== How to complete this task ==
With the pictures left out, restate every entry word for word.

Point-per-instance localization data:

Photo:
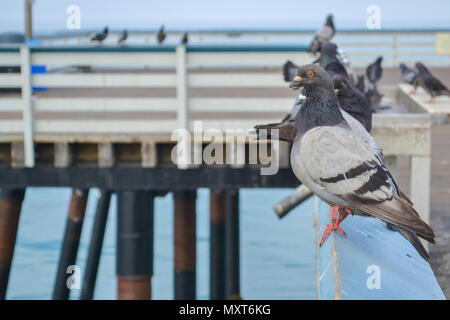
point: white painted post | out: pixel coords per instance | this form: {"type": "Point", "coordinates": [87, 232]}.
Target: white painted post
{"type": "Point", "coordinates": [182, 102]}
{"type": "Point", "coordinates": [27, 111]}
{"type": "Point", "coordinates": [182, 87]}
{"type": "Point", "coordinates": [420, 185]}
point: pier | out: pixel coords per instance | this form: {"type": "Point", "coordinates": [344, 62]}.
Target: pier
{"type": "Point", "coordinates": [103, 117]}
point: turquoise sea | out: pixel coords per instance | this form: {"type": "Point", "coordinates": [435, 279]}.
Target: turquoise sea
{"type": "Point", "coordinates": [277, 256]}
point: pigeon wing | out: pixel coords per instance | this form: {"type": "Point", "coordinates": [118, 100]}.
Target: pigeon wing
{"type": "Point", "coordinates": [346, 166]}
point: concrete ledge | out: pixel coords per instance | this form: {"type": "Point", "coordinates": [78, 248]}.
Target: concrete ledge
{"type": "Point", "coordinates": [349, 268]}
{"type": "Point", "coordinates": [419, 102]}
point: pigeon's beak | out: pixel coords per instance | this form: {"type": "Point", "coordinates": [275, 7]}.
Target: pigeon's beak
{"type": "Point", "coordinates": [296, 83]}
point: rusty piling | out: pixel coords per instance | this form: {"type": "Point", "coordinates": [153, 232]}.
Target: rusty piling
{"type": "Point", "coordinates": [69, 250]}
{"type": "Point", "coordinates": [95, 247]}
{"type": "Point", "coordinates": [217, 244]}
{"type": "Point", "coordinates": [185, 244]}
{"type": "Point", "coordinates": [134, 244]}
{"type": "Point", "coordinates": [232, 260]}
{"type": "Point", "coordinates": [10, 207]}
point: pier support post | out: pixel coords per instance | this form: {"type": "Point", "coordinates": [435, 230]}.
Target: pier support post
{"type": "Point", "coordinates": [10, 206]}
{"type": "Point", "coordinates": [232, 263]}
{"type": "Point", "coordinates": [185, 244]}
{"type": "Point", "coordinates": [95, 247]}
{"type": "Point", "coordinates": [69, 250]}
{"type": "Point", "coordinates": [134, 244]}
{"type": "Point", "coordinates": [217, 246]}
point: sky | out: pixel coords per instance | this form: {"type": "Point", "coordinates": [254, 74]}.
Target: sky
{"type": "Point", "coordinates": [50, 15]}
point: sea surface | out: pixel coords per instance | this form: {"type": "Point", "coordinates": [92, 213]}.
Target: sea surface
{"type": "Point", "coordinates": [277, 256]}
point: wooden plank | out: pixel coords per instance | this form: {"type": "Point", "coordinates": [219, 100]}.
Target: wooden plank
{"type": "Point", "coordinates": [10, 80]}
{"type": "Point", "coordinates": [63, 155]}
{"type": "Point", "coordinates": [106, 156]}
{"type": "Point", "coordinates": [371, 263]}
{"type": "Point", "coordinates": [103, 80]}
{"type": "Point", "coordinates": [255, 59]}
{"type": "Point", "coordinates": [104, 58]}
{"type": "Point", "coordinates": [420, 185]}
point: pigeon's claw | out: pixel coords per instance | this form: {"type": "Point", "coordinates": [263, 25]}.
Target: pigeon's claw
{"type": "Point", "coordinates": [335, 211]}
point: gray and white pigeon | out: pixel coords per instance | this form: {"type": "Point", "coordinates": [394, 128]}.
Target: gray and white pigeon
{"type": "Point", "coordinates": [161, 35]}
{"type": "Point", "coordinates": [360, 83]}
{"type": "Point", "coordinates": [410, 76]}
{"type": "Point", "coordinates": [430, 83]}
{"type": "Point", "coordinates": [323, 35]}
{"type": "Point", "coordinates": [123, 37]}
{"type": "Point", "coordinates": [185, 38]}
{"type": "Point", "coordinates": [100, 37]}
{"type": "Point", "coordinates": [374, 71]}
{"type": "Point", "coordinates": [344, 169]}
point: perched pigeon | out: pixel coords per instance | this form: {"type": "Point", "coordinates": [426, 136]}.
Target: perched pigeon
{"type": "Point", "coordinates": [430, 83]}
{"type": "Point", "coordinates": [185, 38]}
{"type": "Point", "coordinates": [322, 36]}
{"type": "Point", "coordinates": [360, 84]}
{"type": "Point", "coordinates": [161, 35]}
{"type": "Point", "coordinates": [100, 36]}
{"type": "Point", "coordinates": [373, 96]}
{"type": "Point", "coordinates": [410, 76]}
{"type": "Point", "coordinates": [353, 101]}
{"type": "Point", "coordinates": [289, 71]}
{"type": "Point", "coordinates": [123, 37]}
{"type": "Point", "coordinates": [344, 169]}
{"type": "Point", "coordinates": [374, 71]}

== Expected answer ==
Photo:
point: white painted post | out: pixel coords per instance | this form: {"type": "Point", "coordinates": [87, 232]}.
Target: white painted post
{"type": "Point", "coordinates": [182, 102]}
{"type": "Point", "coordinates": [27, 111]}
{"type": "Point", "coordinates": [182, 87]}
{"type": "Point", "coordinates": [420, 185]}
point: pier | out: pixel coords per instance | this form: {"type": "Point", "coordinates": [344, 62]}.
Target: pier
{"type": "Point", "coordinates": [103, 117]}
point: turquoise sea | out: pixel coords per instance | this form: {"type": "Point", "coordinates": [435, 279]}.
Target: turquoise sea
{"type": "Point", "coordinates": [277, 256]}
point: pigeon wing | out: pixel coords per instance | this form: {"type": "Point", "coordinates": [118, 100]}.
Target: pigeon wing
{"type": "Point", "coordinates": [346, 166]}
point: concrete ledge | out: pixel coords per instance | this form: {"type": "Point", "coordinates": [78, 248]}.
Target: concrete ledge
{"type": "Point", "coordinates": [349, 268]}
{"type": "Point", "coordinates": [419, 102]}
point: pigeon's beak | out: pixel coords per instance | this form: {"type": "Point", "coordinates": [275, 7]}.
Target: pigeon's beak
{"type": "Point", "coordinates": [296, 83]}
point: rusty piling | out: pixel coords per instance | this form: {"type": "Point", "coordinates": [153, 232]}.
Target: rusty piling
{"type": "Point", "coordinates": [69, 250]}
{"type": "Point", "coordinates": [95, 247]}
{"type": "Point", "coordinates": [217, 244]}
{"type": "Point", "coordinates": [185, 244]}
{"type": "Point", "coordinates": [134, 244]}
{"type": "Point", "coordinates": [232, 260]}
{"type": "Point", "coordinates": [10, 207]}
point: pier support post | out: pixel coords per instance | this form: {"type": "Point", "coordinates": [435, 230]}.
Target: pier support post
{"type": "Point", "coordinates": [10, 206]}
{"type": "Point", "coordinates": [232, 263]}
{"type": "Point", "coordinates": [185, 244]}
{"type": "Point", "coordinates": [95, 247]}
{"type": "Point", "coordinates": [69, 250]}
{"type": "Point", "coordinates": [134, 244]}
{"type": "Point", "coordinates": [217, 246]}
point: sky | out: pixel coords per instance | this form: {"type": "Point", "coordinates": [254, 74]}.
Target: sky
{"type": "Point", "coordinates": [50, 15]}
point: sea surface | out: pixel coords per instance | this form: {"type": "Point", "coordinates": [92, 213]}.
Target: sea surface
{"type": "Point", "coordinates": [277, 256]}
point: wooden plank | out: pixel coords per instance | this form: {"type": "Point", "coordinates": [219, 100]}.
Target: wooden plank
{"type": "Point", "coordinates": [10, 80]}
{"type": "Point", "coordinates": [63, 155]}
{"type": "Point", "coordinates": [106, 156]}
{"type": "Point", "coordinates": [371, 263]}
{"type": "Point", "coordinates": [103, 80]}
{"type": "Point", "coordinates": [255, 59]}
{"type": "Point", "coordinates": [104, 58]}
{"type": "Point", "coordinates": [420, 185]}
point: pigeon's claw | out: pixel coords per instance | this form: {"type": "Point", "coordinates": [263, 25]}.
Target: pigeon's claw
{"type": "Point", "coordinates": [335, 211]}
point: gray and white pigeon | out: pixel coords per instance | this form: {"type": "Point", "coordinates": [394, 128]}.
Target: gray and white pigeon
{"type": "Point", "coordinates": [161, 35]}
{"type": "Point", "coordinates": [360, 83]}
{"type": "Point", "coordinates": [410, 76]}
{"type": "Point", "coordinates": [430, 83]}
{"type": "Point", "coordinates": [323, 35]}
{"type": "Point", "coordinates": [123, 37]}
{"type": "Point", "coordinates": [185, 38]}
{"type": "Point", "coordinates": [100, 37]}
{"type": "Point", "coordinates": [374, 71]}
{"type": "Point", "coordinates": [344, 169]}
point: perched pigeon | out: pixel coords per instance | this form: {"type": "Point", "coordinates": [426, 136]}.
Target: perched pigeon
{"type": "Point", "coordinates": [430, 83]}
{"type": "Point", "coordinates": [185, 38]}
{"type": "Point", "coordinates": [322, 36]}
{"type": "Point", "coordinates": [360, 84]}
{"type": "Point", "coordinates": [161, 35]}
{"type": "Point", "coordinates": [100, 36]}
{"type": "Point", "coordinates": [373, 96]}
{"type": "Point", "coordinates": [410, 76]}
{"type": "Point", "coordinates": [353, 101]}
{"type": "Point", "coordinates": [289, 71]}
{"type": "Point", "coordinates": [123, 37]}
{"type": "Point", "coordinates": [344, 169]}
{"type": "Point", "coordinates": [374, 71]}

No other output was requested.